_TEXT SECTION:_
◇ ◇ ◇ ◇ ◇ ◇ ◇
ZipRealty Inc. Management Incentive Plan– Fiscal Year 2012

EX-10.9 3 v303046_ex10-9.htm EXHIBIT 10.9

 

Exhibit 10.9

 

ZipRealty Inc. Management Incentive Plan – Fiscal Year 2012

 

General Purpose: This ZipRealty Inc. (“Company”) Management Incentive Plan – Fiscal Year 2012 (“Plan”) is designed to motivate and retain the Company’s Management (as defined herein) to achieve the Company’s financial and operational goals for Fiscal Year 2012, as well as to retain such persons in the employ of the Company. Management as used in this Plan includes all employees of the Company holding the position of Vice President or higher. “Management” specifically excludes all District Directors, Sales Management, as defined in the Sales Management 2012 Incentive Plan including, but not limited to Joseph Pucillo, and other employees not specifically identified in this paragraph.

 

Duration: This Plan will be in effect for the Company’s fiscal year ending December 31, 2012 (“Fiscal Year 2012”), meaning that the performance period determining whether bonuses will be paid upon satisfaction of performance objectives is Fiscal Year 2012.

 

Plan Administrator: The Compensation Committee (the “Committee”) of the Board of Directors (the “Board”) shall administer this Plan with respect to “Eligible Persons” (as defined below) who are executive officers of the Company, and the Company’s Chief Executive Officer, in consultation with the Committee, shall administer this Plan with respect to other Eligible Persons (as applicable, the “Administrator”).
◇ ◇ ◇ ◇ ◇ ◇ ◇
_ENTRIES:_
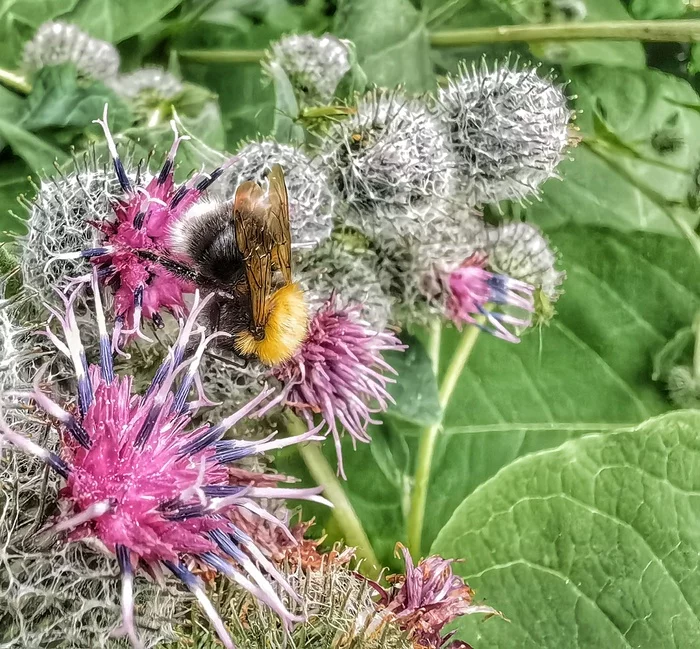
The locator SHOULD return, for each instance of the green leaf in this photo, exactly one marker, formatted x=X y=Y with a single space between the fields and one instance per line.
x=116 y=20
x=14 y=180
x=39 y=154
x=392 y=43
x=59 y=100
x=638 y=158
x=416 y=393
x=465 y=14
x=625 y=296
x=354 y=80
x=593 y=544
x=247 y=106
x=286 y=127
x=677 y=351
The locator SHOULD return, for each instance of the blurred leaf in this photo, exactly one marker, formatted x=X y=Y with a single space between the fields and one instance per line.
x=392 y=44
x=116 y=20
x=354 y=80
x=58 y=100
x=39 y=154
x=593 y=544
x=247 y=106
x=192 y=100
x=639 y=154
x=416 y=393
x=14 y=180
x=285 y=127
x=465 y=14
x=590 y=370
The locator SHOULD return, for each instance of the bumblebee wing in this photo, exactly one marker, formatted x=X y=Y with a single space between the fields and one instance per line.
x=278 y=223
x=255 y=241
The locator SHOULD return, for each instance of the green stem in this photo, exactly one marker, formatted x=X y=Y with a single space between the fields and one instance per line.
x=324 y=475
x=435 y=336
x=222 y=56
x=428 y=440
x=696 y=351
x=14 y=82
x=683 y=31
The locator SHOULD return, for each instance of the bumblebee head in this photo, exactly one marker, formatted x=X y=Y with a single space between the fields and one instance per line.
x=284 y=330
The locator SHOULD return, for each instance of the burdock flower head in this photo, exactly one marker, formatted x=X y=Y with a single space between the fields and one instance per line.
x=340 y=373
x=392 y=165
x=143 y=486
x=472 y=291
x=509 y=129
x=56 y=43
x=314 y=64
x=138 y=235
x=427 y=598
x=522 y=252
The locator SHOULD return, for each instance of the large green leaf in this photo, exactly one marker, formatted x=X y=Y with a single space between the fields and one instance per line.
x=591 y=369
x=639 y=156
x=391 y=40
x=464 y=14
x=59 y=100
x=593 y=544
x=116 y=20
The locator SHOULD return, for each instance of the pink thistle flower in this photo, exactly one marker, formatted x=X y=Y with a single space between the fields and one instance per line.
x=338 y=372
x=145 y=485
x=471 y=288
x=428 y=598
x=138 y=235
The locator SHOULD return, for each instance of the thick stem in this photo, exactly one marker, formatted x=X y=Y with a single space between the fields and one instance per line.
x=324 y=475
x=222 y=56
x=684 y=31
x=14 y=82
x=428 y=440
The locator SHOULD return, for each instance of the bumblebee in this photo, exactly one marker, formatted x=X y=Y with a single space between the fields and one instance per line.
x=241 y=251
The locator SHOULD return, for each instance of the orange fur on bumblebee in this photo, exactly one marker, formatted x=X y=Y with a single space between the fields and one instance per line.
x=241 y=251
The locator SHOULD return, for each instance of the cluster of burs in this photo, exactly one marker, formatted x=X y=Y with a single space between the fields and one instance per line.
x=384 y=201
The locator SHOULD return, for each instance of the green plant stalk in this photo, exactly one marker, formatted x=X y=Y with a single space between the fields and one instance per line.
x=324 y=475
x=15 y=82
x=696 y=349
x=222 y=56
x=661 y=31
x=428 y=440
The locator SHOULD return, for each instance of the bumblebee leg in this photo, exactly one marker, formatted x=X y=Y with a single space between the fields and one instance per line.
x=175 y=267
x=237 y=361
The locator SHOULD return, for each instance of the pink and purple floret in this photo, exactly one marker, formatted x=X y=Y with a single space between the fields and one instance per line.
x=339 y=371
x=143 y=216
x=146 y=485
x=471 y=289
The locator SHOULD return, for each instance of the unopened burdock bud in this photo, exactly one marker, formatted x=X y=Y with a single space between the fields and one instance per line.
x=314 y=64
x=347 y=266
x=522 y=252
x=392 y=166
x=509 y=129
x=56 y=43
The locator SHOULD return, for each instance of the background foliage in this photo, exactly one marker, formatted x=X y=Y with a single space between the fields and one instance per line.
x=579 y=524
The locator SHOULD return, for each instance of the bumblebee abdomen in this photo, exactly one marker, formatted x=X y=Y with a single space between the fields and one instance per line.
x=285 y=329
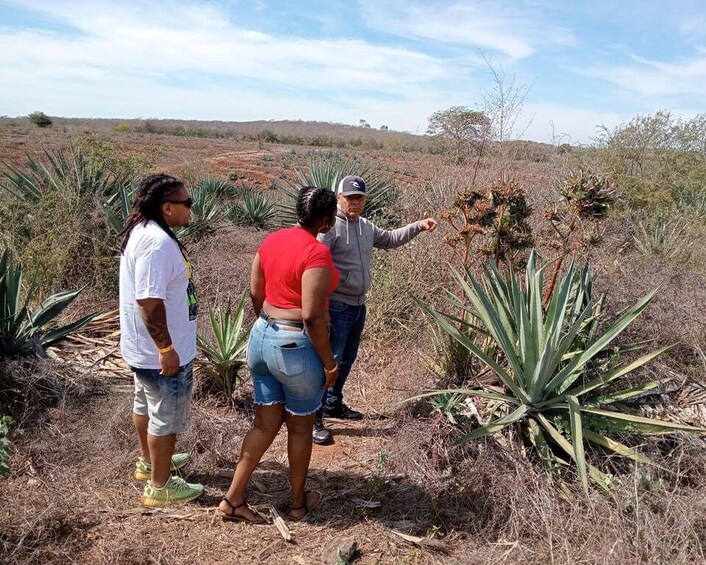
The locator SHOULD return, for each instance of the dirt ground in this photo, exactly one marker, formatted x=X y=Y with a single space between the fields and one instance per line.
x=390 y=484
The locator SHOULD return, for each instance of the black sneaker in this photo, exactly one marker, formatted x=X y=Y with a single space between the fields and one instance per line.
x=320 y=435
x=342 y=412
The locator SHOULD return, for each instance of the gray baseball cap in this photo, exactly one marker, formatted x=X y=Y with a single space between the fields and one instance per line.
x=351 y=185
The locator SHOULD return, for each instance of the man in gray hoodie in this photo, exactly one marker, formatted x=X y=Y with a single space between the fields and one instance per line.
x=351 y=242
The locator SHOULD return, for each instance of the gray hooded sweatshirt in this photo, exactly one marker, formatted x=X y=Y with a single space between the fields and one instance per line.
x=351 y=243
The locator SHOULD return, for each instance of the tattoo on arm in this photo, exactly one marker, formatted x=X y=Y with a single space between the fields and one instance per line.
x=156 y=324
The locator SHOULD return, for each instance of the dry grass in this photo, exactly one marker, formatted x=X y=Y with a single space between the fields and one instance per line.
x=70 y=499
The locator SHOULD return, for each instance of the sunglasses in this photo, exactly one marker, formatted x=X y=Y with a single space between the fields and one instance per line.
x=189 y=202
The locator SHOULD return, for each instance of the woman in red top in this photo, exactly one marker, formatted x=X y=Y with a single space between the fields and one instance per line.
x=289 y=354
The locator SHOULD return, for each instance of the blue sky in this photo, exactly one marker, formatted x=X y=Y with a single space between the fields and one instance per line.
x=389 y=62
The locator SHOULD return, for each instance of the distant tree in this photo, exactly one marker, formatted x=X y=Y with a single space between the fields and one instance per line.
x=40 y=119
x=467 y=129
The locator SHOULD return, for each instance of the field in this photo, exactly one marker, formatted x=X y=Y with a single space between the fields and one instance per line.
x=396 y=484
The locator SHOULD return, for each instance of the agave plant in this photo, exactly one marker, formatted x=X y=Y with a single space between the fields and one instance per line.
x=118 y=207
x=23 y=330
x=256 y=210
x=220 y=187
x=226 y=354
x=549 y=392
x=325 y=170
x=61 y=169
x=207 y=212
x=669 y=239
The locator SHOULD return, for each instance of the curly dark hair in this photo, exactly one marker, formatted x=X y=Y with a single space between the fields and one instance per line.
x=152 y=192
x=315 y=204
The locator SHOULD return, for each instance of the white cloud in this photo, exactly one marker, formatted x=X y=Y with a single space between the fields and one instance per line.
x=497 y=25
x=125 y=41
x=125 y=61
x=656 y=79
x=570 y=124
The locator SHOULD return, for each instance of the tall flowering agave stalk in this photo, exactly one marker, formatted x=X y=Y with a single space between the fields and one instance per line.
x=586 y=199
x=557 y=390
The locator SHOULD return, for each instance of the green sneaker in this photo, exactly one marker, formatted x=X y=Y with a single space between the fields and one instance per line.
x=143 y=470
x=176 y=490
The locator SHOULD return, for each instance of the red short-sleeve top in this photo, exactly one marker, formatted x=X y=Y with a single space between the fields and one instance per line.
x=284 y=256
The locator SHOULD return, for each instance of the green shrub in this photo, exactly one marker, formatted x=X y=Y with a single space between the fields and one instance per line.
x=325 y=170
x=655 y=159
x=40 y=119
x=54 y=217
x=208 y=210
x=663 y=238
x=552 y=384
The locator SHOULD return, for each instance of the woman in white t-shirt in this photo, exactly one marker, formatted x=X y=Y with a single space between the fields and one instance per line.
x=158 y=310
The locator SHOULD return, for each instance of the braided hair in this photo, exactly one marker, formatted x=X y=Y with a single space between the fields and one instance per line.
x=314 y=204
x=152 y=192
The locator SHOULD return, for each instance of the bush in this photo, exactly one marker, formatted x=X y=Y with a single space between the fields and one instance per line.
x=74 y=187
x=655 y=159
x=556 y=371
x=40 y=119
x=325 y=170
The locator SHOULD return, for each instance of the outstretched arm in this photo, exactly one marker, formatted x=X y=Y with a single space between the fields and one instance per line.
x=389 y=239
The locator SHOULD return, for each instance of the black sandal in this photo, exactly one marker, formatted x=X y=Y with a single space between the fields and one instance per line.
x=231 y=517
x=305 y=506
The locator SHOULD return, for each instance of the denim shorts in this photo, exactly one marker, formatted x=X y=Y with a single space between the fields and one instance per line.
x=285 y=368
x=166 y=400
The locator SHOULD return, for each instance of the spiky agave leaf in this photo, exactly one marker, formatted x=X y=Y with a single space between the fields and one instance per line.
x=546 y=353
x=23 y=330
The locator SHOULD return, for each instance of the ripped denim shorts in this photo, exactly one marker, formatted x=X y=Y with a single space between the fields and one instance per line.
x=285 y=368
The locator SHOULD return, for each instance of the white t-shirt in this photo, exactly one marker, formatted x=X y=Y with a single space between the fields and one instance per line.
x=153 y=266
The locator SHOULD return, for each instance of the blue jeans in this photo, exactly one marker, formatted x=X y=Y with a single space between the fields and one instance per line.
x=285 y=368
x=347 y=323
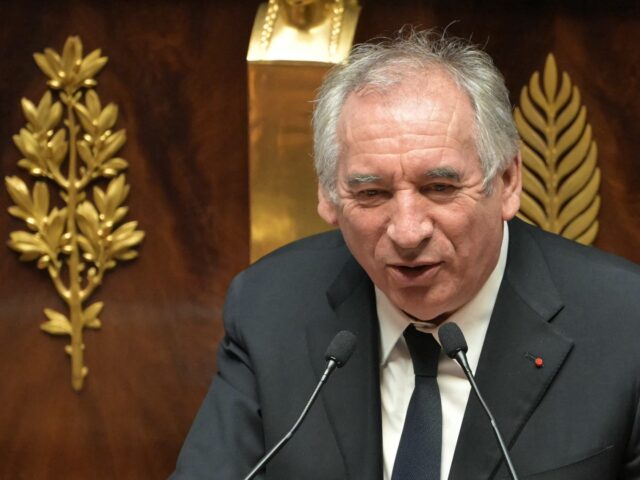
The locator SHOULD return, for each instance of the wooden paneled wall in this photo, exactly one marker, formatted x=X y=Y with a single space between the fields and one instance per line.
x=177 y=72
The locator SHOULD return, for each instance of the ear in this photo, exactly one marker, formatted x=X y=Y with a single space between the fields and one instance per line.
x=327 y=210
x=511 y=188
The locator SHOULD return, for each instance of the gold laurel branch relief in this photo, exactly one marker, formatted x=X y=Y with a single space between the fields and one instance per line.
x=77 y=240
x=560 y=175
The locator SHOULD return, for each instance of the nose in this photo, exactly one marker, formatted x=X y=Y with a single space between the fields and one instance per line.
x=409 y=225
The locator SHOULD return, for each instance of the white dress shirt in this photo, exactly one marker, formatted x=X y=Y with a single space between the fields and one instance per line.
x=396 y=370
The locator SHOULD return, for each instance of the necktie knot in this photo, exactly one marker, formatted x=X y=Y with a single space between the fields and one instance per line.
x=424 y=351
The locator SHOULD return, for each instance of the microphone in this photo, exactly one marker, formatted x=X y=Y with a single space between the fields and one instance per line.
x=455 y=346
x=338 y=353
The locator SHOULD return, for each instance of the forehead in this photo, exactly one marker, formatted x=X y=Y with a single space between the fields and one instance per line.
x=429 y=106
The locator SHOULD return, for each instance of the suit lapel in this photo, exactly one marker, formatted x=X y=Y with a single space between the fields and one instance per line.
x=352 y=397
x=512 y=385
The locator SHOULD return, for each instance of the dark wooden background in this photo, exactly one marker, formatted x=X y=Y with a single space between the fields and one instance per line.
x=177 y=72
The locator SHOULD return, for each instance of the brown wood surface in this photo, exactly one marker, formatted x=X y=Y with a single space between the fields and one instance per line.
x=177 y=72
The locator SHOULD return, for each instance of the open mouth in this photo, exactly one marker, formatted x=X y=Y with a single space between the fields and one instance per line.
x=413 y=271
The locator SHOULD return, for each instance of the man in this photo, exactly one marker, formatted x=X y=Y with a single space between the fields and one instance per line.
x=418 y=166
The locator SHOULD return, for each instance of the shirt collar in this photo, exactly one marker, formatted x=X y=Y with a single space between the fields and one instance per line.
x=472 y=318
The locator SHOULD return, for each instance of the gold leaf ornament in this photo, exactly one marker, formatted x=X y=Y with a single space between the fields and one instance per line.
x=77 y=242
x=561 y=178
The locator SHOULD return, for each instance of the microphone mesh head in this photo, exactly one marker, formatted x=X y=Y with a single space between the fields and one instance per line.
x=452 y=339
x=341 y=347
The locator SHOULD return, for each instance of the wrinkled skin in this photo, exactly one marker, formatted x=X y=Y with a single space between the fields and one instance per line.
x=411 y=199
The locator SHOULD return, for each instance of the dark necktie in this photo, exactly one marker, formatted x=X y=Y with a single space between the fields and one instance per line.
x=420 y=448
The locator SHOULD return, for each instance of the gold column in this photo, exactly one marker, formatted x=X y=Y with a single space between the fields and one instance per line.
x=293 y=44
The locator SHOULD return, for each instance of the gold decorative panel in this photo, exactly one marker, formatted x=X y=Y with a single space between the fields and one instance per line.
x=293 y=44
x=76 y=240
x=560 y=175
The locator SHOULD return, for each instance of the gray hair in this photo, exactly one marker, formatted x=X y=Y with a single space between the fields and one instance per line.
x=389 y=62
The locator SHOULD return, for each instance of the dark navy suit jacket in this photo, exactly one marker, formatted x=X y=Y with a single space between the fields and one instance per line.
x=575 y=418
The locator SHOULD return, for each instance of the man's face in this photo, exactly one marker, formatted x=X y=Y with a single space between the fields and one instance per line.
x=411 y=203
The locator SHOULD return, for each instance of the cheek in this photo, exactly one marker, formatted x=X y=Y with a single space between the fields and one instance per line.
x=363 y=231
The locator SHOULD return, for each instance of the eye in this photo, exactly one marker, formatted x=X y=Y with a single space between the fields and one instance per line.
x=371 y=196
x=438 y=188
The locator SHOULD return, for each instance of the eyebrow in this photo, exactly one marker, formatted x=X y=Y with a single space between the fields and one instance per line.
◇ ◇ ◇ ◇ ◇ ◇ ◇
Can you reproduce the full ZipRealty incentive plan text from above, word for word and unchanged?

ZipRealty Inc. Management Incentive Plan– Fiscal Year 2012

EX-10.9 3 v303046_ex10-9.htm EXHIBIT 10.9

 

Exhibit 10.9

 

ZipRealty Inc. Management Incentive Plan – Fiscal Year 2012

 

General Purpose: This ZipRealty Inc. (“Company”) Management Incentive Plan – Fiscal Year 2012 (“Plan”) is designed to motivate and retain the Company’s Management (as defined herein) to achieve the Company’s financial and operational goals for Fiscal Year 2012, as well as to retain such persons in the employ of the Company. Management as used in this Plan includes all employees of the Company holding the position of Vice President or higher. “Management” specifically excludes all District Directors, Sales Management, as defined in the Sales Management 2012 Incentive Plan including, but not limited to Joseph Pucillo, and other employees not specifically identified in this paragraph.

 

Duration: This Plan will be in effect for the Company’s fiscal year ending December 31, 2012 (“Fiscal Year 2012”), meaning that the performance period determining whether bonuses will be paid upon satisfaction of performance objectives is Fiscal Year 2012.

 

Plan Administrator: The Compensation Committee (the “Committee”) of the Board of Directors (the “Board”) shall administer this Plan with respect to “Eligible Persons” (as defined below) who are executive officers of the Company, and the Company’s Chief Executive Officer, in consultation with the Committee, shall administer this Plan with respect to other Eligible Persons (as applicable, the “Administrator”).